Your response should contain exactly the lines running from the one with "Roster-mapping task: tag the goose white neck" to the end of the data below, both included, and no pictures.

-------------------------

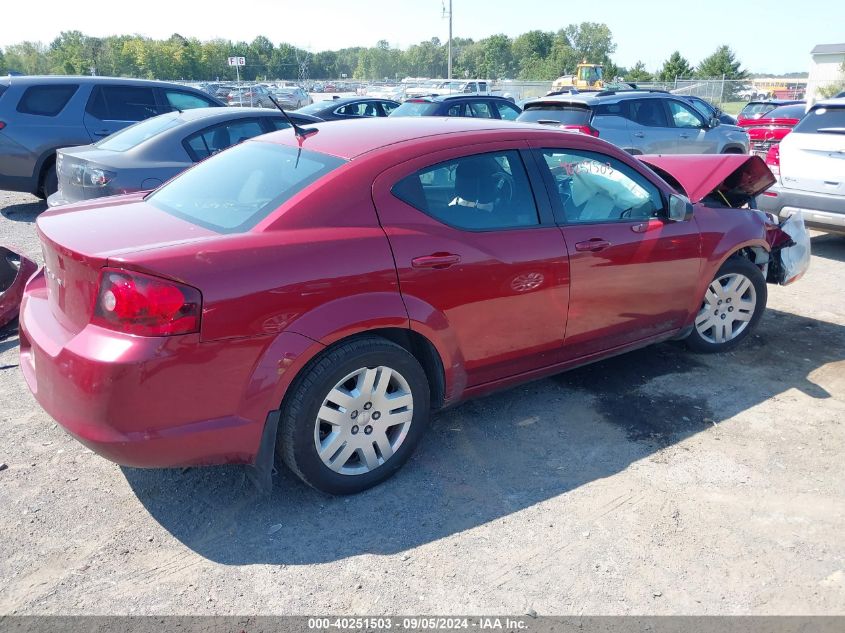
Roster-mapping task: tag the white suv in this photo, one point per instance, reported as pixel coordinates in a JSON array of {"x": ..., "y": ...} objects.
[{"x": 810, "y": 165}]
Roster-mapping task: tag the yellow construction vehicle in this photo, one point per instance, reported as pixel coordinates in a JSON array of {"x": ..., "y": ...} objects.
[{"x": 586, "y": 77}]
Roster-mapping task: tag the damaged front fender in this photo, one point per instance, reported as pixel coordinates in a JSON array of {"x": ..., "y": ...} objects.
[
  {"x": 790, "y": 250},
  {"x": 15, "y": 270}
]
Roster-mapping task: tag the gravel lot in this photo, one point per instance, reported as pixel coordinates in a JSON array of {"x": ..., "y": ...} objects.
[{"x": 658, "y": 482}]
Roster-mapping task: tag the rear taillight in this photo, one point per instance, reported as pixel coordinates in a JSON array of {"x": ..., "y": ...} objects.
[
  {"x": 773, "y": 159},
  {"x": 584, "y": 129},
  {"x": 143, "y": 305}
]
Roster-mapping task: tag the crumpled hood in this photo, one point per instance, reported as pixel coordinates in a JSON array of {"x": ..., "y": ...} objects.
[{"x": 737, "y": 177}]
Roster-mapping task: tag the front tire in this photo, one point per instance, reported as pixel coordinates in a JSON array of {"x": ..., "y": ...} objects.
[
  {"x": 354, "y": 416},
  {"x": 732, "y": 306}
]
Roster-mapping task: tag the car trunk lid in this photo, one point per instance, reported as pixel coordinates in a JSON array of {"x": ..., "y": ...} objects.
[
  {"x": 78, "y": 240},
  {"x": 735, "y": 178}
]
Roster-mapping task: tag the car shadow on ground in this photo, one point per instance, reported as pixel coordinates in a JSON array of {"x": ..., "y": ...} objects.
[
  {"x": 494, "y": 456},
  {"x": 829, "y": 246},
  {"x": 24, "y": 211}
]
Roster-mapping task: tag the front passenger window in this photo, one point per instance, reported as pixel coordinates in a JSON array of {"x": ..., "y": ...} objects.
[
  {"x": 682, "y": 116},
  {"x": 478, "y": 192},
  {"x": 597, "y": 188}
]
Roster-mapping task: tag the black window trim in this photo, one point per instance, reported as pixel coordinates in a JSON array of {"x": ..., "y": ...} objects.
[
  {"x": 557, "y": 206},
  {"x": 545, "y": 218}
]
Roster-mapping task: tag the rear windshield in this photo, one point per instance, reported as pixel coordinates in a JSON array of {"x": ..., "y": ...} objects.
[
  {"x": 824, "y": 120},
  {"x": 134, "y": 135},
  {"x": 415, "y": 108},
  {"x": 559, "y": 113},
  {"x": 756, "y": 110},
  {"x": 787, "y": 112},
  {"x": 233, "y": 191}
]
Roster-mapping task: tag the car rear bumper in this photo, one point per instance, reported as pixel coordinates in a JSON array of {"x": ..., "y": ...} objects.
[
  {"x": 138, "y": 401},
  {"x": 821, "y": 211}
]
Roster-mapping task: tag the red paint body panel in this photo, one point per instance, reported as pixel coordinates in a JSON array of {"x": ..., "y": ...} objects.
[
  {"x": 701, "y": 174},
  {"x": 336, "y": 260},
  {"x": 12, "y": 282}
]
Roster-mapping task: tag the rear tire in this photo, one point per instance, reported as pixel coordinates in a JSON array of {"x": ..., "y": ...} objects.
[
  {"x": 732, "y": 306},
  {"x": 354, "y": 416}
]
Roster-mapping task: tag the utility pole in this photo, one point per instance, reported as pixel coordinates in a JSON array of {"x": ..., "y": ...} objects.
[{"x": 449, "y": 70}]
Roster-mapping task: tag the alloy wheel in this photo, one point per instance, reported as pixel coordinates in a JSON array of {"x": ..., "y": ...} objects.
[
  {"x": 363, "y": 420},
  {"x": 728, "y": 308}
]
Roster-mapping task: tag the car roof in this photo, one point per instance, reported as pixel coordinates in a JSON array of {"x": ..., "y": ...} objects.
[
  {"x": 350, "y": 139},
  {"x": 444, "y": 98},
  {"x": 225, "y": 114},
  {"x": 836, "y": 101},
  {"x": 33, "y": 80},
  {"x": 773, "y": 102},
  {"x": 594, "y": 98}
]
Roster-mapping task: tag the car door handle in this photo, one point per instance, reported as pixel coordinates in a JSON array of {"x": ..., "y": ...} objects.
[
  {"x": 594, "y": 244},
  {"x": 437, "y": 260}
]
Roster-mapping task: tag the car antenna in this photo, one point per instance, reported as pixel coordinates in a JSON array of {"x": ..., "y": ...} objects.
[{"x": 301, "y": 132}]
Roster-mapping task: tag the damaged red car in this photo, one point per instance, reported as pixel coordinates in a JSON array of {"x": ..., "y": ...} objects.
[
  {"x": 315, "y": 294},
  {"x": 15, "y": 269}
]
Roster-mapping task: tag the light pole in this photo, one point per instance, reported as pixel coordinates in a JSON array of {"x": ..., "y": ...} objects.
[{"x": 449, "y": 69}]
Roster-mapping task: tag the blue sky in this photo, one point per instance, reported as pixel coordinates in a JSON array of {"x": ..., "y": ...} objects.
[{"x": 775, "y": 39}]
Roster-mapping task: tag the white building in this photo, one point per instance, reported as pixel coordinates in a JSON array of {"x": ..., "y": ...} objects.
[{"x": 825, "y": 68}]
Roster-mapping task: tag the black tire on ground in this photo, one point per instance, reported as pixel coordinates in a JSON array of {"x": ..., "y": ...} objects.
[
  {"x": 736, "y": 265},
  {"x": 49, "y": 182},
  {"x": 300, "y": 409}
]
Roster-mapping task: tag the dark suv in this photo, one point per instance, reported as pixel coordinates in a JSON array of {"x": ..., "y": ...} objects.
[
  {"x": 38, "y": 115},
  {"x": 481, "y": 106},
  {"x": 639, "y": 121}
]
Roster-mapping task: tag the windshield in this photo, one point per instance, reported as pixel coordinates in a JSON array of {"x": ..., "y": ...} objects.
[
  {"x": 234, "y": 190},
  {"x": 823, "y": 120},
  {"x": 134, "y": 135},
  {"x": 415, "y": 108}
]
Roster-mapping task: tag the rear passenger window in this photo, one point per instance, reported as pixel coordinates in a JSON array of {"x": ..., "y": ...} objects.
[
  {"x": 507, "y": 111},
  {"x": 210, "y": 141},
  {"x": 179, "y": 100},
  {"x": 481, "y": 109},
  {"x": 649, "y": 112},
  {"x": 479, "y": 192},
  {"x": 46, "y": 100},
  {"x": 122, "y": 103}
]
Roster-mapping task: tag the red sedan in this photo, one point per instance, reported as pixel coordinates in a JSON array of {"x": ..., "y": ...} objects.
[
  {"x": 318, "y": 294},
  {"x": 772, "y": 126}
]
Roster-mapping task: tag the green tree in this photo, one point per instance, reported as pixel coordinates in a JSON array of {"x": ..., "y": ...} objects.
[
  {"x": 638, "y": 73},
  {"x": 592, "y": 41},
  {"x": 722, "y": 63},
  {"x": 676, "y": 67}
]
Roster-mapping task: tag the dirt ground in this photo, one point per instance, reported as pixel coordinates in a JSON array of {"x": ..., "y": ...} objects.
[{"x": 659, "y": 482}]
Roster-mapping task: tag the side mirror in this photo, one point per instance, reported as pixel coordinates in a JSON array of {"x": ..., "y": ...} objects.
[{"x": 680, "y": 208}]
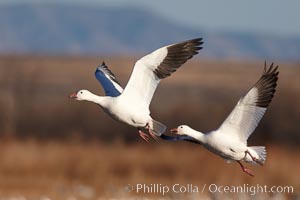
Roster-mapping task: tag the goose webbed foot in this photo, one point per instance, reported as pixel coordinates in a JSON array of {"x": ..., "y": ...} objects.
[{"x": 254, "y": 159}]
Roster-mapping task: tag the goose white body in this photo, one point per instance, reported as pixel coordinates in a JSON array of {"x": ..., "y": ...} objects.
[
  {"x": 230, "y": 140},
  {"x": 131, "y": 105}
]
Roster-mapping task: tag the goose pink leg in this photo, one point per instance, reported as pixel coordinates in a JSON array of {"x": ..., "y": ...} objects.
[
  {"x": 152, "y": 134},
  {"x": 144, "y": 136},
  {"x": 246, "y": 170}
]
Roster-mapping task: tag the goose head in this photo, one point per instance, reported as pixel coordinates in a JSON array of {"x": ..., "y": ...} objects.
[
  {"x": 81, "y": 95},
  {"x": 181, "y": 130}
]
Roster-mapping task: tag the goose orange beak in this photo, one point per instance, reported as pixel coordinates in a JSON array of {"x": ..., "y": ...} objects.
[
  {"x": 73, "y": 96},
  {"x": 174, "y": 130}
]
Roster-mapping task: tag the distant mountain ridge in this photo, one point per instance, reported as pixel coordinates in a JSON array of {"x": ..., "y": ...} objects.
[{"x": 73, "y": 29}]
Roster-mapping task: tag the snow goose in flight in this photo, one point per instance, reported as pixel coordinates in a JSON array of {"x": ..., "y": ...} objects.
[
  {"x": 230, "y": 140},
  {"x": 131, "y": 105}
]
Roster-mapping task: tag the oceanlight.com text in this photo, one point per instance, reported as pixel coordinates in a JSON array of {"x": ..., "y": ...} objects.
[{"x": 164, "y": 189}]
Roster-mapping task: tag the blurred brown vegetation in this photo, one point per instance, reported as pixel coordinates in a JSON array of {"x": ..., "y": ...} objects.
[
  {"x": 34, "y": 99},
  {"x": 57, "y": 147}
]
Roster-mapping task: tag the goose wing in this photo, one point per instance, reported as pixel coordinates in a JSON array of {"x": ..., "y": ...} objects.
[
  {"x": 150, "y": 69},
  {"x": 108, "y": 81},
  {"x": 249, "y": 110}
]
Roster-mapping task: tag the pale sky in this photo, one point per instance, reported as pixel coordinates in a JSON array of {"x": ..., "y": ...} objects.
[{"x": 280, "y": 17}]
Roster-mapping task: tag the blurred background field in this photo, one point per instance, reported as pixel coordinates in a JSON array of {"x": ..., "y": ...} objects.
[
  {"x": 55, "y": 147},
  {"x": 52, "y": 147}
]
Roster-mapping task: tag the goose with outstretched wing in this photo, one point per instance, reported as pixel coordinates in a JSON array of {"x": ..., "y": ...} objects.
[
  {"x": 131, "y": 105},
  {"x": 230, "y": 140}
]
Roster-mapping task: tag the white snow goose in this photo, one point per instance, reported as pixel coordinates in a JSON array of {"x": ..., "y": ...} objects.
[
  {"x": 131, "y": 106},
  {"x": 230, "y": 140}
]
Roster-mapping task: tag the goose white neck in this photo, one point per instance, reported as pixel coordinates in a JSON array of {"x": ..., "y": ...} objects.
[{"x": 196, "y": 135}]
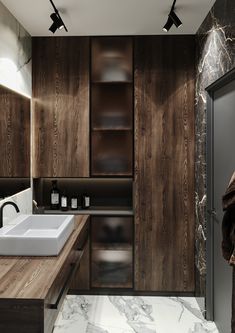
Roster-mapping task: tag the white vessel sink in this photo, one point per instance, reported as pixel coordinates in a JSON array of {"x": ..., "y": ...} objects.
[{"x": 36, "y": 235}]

-------------------------

- _Exercise result_
Roster-mapping task: tag the goose white neck in this photo, one point per instance, reported as pixel coordinates in a JSON array of {"x": ..., "y": ...} objects.
[{"x": 196, "y": 135}]
Roster-mapping task: tag the white vessel sink in this photo, one point per instance, reported as pixel coordinates in a JSON array of {"x": ..., "y": ...} objects.
[{"x": 36, "y": 235}]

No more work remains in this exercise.